### Prompt
In the page excerpt, rewrite the paragraph that begins "DefinitionWrapper.add_definitions" as a list, keeping its main facts.

### Page excerpt

+ + + +

The first part is obviously ``0 0 roll<``, then ``dup size``:
::
[...] 0 0 roll< dup size
0 0 [...] n
Then:
::
0 0 [...] n [>=] cons [popop] swoncat
So:
::
init-index-and-step-count == 0 0 roll<
prepare-predicate == dup size [>=] cons [popop] swoncat
AoC2017.5.preamble == init-index-and-step-count prepare-predicate
.. code:: ipython2
DefinitionWrapper.add_definitions('''
init-index-and-step-count == 0 0 roll<
prepare-predicate == dup size [>=] cons [popop] swoncat
AoC2017.5.preamble == init-index-and-step-count prepare-predicate
AoC2017.5 == AoC2017.5.preamble [roll< popop] [AoC2017.5.0] primrec
''', D)
.. code:: ipython2
J('[0 3 0 1 -3] AoC2017.5')

+ + + +

### Data segment

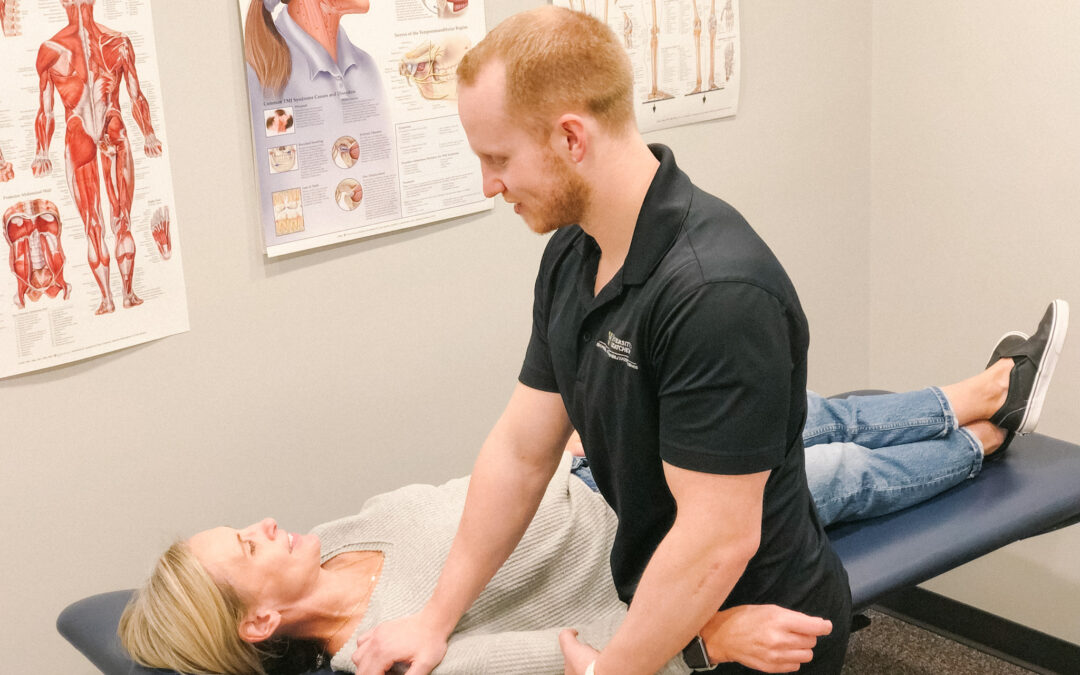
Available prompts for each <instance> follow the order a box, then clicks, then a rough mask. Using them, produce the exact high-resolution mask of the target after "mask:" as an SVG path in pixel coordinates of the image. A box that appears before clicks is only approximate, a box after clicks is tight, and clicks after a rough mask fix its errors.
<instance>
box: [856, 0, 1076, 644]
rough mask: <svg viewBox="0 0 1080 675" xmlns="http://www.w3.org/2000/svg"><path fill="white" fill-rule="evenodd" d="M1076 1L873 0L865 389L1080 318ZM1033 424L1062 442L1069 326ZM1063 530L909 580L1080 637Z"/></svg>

+ + + +

### Solution for this problem
Definitions added to D:
- init-index-and-step-count: 0 0 roll<
- prepare-predicate: dup size [>=] cons [popop] swoncat
- AoC2017.5.preamble: init-index-and-step-count, then prepare-predicate
- AoC2017.5: AoC2017.5.preamble [roll< popop] [AoC2017.5.0] primrec